_本文:_
日本人の腎臓は生まれつき弱い? 寿命を左右する腎臓の働きと大問題(専門家が監修)
腎臓の主な働き
・血液を濾過して尿を作る。 ・体内の水分量を調整する。 ・血液のpHを弱アルカリ性に保つ。 ・造血作用(赤血球を増やすホルモンを出す)。 ・血圧調整(血圧を上げるホルモンを出す)。 ・活性型ビタミンDを作り、カルシウムの吸収を促進。
そもそも腎臓とは?
腰椎の両側に左右1個ずつあり、長さ10~12cm、幅5~6cmほど。中央内側に「腎門」という凹みがあり、血液を運ぶ腎動脈と腎静脈、腎臓から尿を出す尿管に通じる。表層を皮質、内側を髄質と呼び、円錐状の髄質と周辺の皮質で腎葉という基本単位を作る。
日本人の腎臓は生まれつき弱い?
腎臓の基本ユニットはネフロン(イラスト参照)。誰しも腎臓を2個持っているが、1個当たりのネフロン数には25万~200万個と幅があり、個人差が大きい。 ネフロンは加齢とともに減り、腎機能の低下に直結する。ネフロン数が多いほど、加齢などによる減少に対するバッファー(予備力)が大きく、歳を重ねても腎機能は保たれやすい。 ところが、日本人は欧米人と比べるとネフロン数が3分の2ほどに留まるという報告がある。日本人の腎臓は予備力が低いのだ。 加えて配慮が求められるのは、生まれたときの体重が2500g未満の低出生体重児。 「低出生体重児は一般的にネフロン数が少ないと指摘されており、将来の腎臓病のリスクが高いと考えられます」 欧米の研究では出生時の体重が1kg軽いと、ネフロン数は約26万個少なくなるという。日本の低出生体重児は、1975年以降右肩上がり。現在では全体の9.4%を占めており、先進諸国でもトップの高さだ。 医学の進歩で、低出生体重児でも元気に育つという喜ばしい面もある一方、妊娠中も体重をなるべく増やしたくないという女性の痩身信仰の影響も指摘される。

_データ抜粋:_

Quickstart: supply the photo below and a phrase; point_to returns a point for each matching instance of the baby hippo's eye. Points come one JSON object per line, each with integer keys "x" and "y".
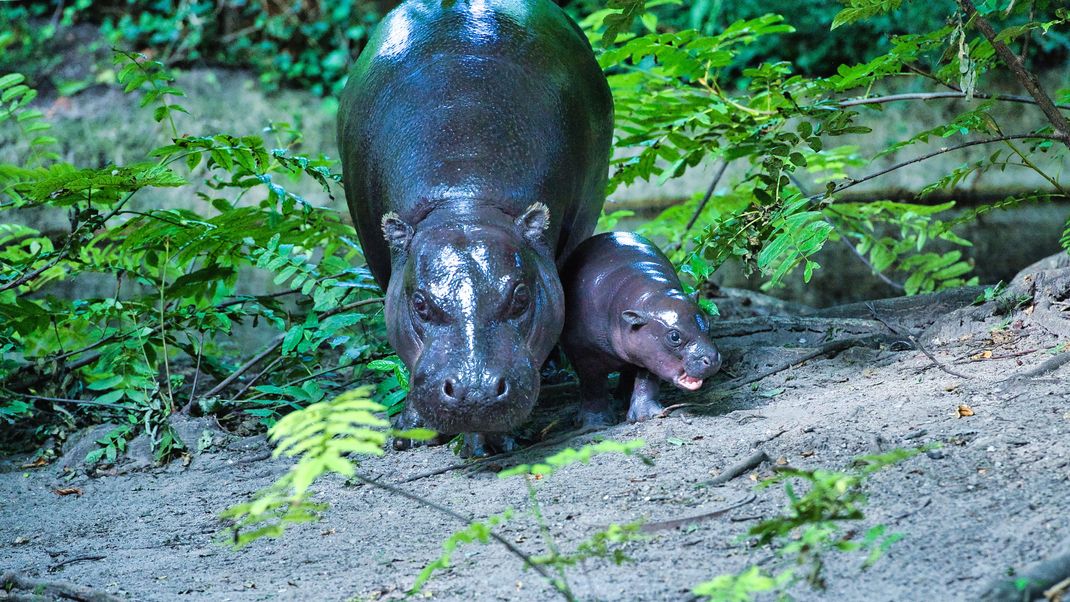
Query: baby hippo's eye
{"x": 521, "y": 298}
{"x": 673, "y": 337}
{"x": 421, "y": 306}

_課題:_
本文のうち「日本人の腎臓は生まれつき弱い? 寿命を左右する腎臓の働きと大問題(専門家が監修)」から「で腎葉という基本単位を作る。」までを、末尾の語句も含めて一字も変えずに書き出してください。

_解答:_
日本人の腎臓は生まれつき弱い? 寿命を左右する腎臓の働きと大問題(専門家が監修)
腎臓の主な働き
・血液を濾過して尿を作る。 ・体内の水分量を調整する。 ・血液のpHを弱アルカリ性に保つ。 ・造血作用(赤血球を増やすホルモンを出す)。 ・血圧調整(血圧を上げるホルモンを出す)。 ・活性型ビタミンDを作り、カルシウムの吸収を促進。
そもそも腎臓とは?
腰椎の両側に左右1個ずつあり、長さ10~12cm、幅5~6cmほど。中央内側に「腎門」という凹みがあり、血液を運ぶ腎動脈と腎静脈、腎臓から尿を出す尿管に通じる。表層を皮質、内側を髄質と呼び、円錐状の髄質と周辺の皮質で腎葉という基本単位を作る。